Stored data
+-------+

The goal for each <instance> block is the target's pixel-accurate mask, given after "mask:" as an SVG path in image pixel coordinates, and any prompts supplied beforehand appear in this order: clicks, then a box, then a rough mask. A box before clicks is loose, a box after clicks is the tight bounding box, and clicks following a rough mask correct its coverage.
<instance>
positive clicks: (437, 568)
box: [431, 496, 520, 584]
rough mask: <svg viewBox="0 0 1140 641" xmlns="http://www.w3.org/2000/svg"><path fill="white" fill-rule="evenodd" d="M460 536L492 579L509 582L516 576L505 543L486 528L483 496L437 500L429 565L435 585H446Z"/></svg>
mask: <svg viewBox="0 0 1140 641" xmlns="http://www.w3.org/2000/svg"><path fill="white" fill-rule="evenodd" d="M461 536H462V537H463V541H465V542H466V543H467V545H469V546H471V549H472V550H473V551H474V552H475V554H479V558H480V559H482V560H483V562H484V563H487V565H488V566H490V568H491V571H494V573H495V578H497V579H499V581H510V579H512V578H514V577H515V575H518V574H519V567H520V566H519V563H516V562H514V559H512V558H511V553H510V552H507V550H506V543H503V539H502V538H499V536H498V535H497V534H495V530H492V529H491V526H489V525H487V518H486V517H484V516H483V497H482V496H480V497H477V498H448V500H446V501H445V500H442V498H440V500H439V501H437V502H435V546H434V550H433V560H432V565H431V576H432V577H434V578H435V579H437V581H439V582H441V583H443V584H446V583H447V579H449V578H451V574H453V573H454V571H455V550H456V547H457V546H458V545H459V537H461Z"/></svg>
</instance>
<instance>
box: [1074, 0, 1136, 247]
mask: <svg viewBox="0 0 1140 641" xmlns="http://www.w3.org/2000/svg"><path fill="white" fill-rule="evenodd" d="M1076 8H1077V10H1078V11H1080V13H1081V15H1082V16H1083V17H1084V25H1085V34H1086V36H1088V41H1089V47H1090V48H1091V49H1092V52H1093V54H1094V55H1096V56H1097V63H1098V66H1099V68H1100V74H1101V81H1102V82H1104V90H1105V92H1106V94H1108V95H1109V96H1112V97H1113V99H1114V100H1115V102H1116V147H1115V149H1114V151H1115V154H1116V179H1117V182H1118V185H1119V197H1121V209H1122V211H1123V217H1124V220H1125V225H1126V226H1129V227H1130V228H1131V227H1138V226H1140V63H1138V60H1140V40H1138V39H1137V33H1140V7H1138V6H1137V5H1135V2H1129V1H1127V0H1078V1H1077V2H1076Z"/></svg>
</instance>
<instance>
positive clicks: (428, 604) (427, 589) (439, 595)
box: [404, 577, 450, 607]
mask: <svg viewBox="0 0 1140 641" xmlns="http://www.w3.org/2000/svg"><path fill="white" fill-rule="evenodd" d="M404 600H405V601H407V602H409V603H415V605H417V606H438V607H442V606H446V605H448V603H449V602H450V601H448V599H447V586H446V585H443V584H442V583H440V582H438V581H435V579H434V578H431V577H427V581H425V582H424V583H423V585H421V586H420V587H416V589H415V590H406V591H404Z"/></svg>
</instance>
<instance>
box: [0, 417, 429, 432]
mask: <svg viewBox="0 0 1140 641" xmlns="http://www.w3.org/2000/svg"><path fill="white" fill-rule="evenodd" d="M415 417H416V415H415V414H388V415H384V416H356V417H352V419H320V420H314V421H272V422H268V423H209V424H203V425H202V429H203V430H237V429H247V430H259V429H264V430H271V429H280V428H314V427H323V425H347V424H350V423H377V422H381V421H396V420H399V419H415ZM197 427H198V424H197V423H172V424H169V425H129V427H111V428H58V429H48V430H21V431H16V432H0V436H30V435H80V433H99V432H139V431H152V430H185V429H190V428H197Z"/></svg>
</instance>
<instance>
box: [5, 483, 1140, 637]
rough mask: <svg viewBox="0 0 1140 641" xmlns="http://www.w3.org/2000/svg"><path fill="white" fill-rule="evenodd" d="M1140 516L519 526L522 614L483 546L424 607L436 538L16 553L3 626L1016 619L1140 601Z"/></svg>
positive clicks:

+-------+

What is expected
Please echo the listing line for line, from its start through the line holding "box: [431, 496, 520, 584]", with both ends included.

Solution to this problem
The goal for each <instance> block is the target's pixel-accurate mask, given after "mask:" as an SVG path in image pixel coordinates, and any prompts supplied beforehand appear in this order: clicks, then a box, then a rough mask. A box before clicks is loose, a box after clicks is the tight bounding box, and clicks following a rough mask correct its coverage.
<instance>
positive clicks: (437, 568)
box: [431, 496, 520, 584]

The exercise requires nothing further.